Stored data entries:
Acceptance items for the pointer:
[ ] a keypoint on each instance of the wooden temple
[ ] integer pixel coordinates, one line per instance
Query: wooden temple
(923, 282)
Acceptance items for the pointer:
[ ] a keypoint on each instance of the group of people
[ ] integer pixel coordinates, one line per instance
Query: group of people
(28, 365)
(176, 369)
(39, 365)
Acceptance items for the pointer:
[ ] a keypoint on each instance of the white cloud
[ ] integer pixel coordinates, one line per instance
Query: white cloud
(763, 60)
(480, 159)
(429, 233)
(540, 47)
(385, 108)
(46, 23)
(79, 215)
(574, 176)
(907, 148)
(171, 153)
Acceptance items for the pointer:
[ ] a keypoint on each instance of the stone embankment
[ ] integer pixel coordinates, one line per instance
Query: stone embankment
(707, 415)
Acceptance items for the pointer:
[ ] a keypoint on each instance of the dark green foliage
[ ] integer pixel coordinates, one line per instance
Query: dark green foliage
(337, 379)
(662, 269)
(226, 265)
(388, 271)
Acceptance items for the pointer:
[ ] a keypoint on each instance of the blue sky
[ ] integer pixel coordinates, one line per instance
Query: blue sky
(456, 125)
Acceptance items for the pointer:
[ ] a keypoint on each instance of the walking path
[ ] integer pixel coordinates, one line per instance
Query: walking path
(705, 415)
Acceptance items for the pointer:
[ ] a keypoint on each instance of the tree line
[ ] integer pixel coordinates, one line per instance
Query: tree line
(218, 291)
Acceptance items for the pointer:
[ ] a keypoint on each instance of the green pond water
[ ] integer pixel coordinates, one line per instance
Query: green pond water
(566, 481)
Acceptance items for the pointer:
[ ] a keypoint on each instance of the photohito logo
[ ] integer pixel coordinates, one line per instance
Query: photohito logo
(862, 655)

> [Task description]: Output the whole listing above again, word for word.

> [Answer to the exercise]:
Acceptance items for the pointer:
[ ] a keypoint on each instance of the wooden temple
[ ] integer pixel coordinates, one line per instance
Query: wooden temple
(923, 282)
Acceptance items for the pointer:
[ ] a keypoint on each instance of the group of people
[ ] integer pixel coordinates, one line per instance
Query: group of people
(28, 365)
(176, 369)
(39, 365)
Acceptance items for the pointer:
[ ] a keypoint on each instance of the white cloud
[ ] integer pixel coordinates, one line per instance
Query: white cloud
(763, 60)
(480, 159)
(429, 233)
(540, 47)
(385, 108)
(46, 23)
(79, 215)
(574, 176)
(907, 148)
(171, 153)
Acceptance items for the pointer:
[ ] a keypoint on each instance of the stone embankment
[ ] integer pixel coordinates, one line per instance
Query: stone embankment
(707, 415)
Acceptance items for the pointer:
[ ] a keypoint on each instance of the dark green foliage
[ ] integer pixel coordinates, one line per instance
Query: dark green foliage
(337, 379)
(662, 269)
(226, 265)
(388, 271)
Acceptance items for the pointer:
[ ] a keypoint on each instance of the blue sky
[ ] integer pixel coordinates, one line per instance
Query: blue sky
(456, 125)
Acceptance items for the pointer:
[ ] a keypoint on each instance of the walking path
[ ] integer pixel coordinates, one line per instance
Query: walking path
(705, 415)
Acceptance items for the pointer:
[ ] a keypoint on each instance of the tree line
[ ] integer pixel coordinates, one line per instance
Query: tree line
(218, 291)
Acceptance items for the pointer:
[ ] a keypoint on each instance of the green pond water
[ ] integer pixel coordinates, one line per instance
Query: green pond water
(566, 481)
Acceptance items for the pointer:
[ ] a keypoint on each instance of the photohito logo
[ ] integer pixel coordinates, one line per instance
Query: photohito logo
(862, 655)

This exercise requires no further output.